WHAT IS NEEDED = Rewrite the records from the line containing "Expected output, for every instance of the white sock, the" through the end, inclusive, replacing "marker" with "point" and leaving everything else unchanged. Return only those lines.

+++ RECORDS FOR THIS TASK

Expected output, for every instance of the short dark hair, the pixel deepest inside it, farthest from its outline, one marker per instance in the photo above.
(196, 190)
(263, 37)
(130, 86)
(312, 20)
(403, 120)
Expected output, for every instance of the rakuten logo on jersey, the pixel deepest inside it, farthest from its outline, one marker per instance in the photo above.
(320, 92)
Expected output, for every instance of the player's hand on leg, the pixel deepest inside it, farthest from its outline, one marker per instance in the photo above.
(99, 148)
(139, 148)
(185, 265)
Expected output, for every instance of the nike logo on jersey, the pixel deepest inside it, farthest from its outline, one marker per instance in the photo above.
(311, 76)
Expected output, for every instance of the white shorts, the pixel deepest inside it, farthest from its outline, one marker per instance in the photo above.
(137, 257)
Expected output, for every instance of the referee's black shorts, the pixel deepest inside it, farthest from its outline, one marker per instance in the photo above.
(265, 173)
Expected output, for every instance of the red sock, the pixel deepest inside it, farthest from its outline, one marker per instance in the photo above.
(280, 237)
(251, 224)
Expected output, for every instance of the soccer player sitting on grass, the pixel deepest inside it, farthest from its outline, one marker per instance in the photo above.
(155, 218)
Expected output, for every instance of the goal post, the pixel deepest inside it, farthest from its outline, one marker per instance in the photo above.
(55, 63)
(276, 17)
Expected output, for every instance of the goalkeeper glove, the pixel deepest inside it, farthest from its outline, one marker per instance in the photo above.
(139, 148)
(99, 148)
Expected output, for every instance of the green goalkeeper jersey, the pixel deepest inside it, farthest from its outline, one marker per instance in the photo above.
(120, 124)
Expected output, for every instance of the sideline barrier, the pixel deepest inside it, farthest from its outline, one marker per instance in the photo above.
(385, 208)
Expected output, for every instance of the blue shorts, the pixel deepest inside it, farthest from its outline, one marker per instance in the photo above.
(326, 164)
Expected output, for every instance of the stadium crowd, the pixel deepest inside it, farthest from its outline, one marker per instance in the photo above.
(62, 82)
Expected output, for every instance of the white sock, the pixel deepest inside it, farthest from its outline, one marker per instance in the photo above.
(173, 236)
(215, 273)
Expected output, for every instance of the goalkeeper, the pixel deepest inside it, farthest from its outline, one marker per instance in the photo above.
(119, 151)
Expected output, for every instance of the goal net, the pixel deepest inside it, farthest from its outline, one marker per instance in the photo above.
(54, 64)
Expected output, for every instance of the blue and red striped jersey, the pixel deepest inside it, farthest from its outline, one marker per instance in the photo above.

++++++

THE OUTPUT =
Expected output, for every instance of the white sock, the pixel deepest inside it, farthest from its outline, one point per instance in the photo above.
(173, 236)
(215, 273)
Expected output, for every instance of the goalkeeper, the pixel deepest inside it, farthest from its outline, one point per instance in the photo above.
(119, 151)
Expected output, for every instance of the goal net, the pixel deepest inside it, farthest from its outline, one point per instance in the photo above.
(54, 64)
Expected output, for every instance of the blue and red striped jersey, the pixel deepest inside it, farthest from its outline, one point per instance in the photo above.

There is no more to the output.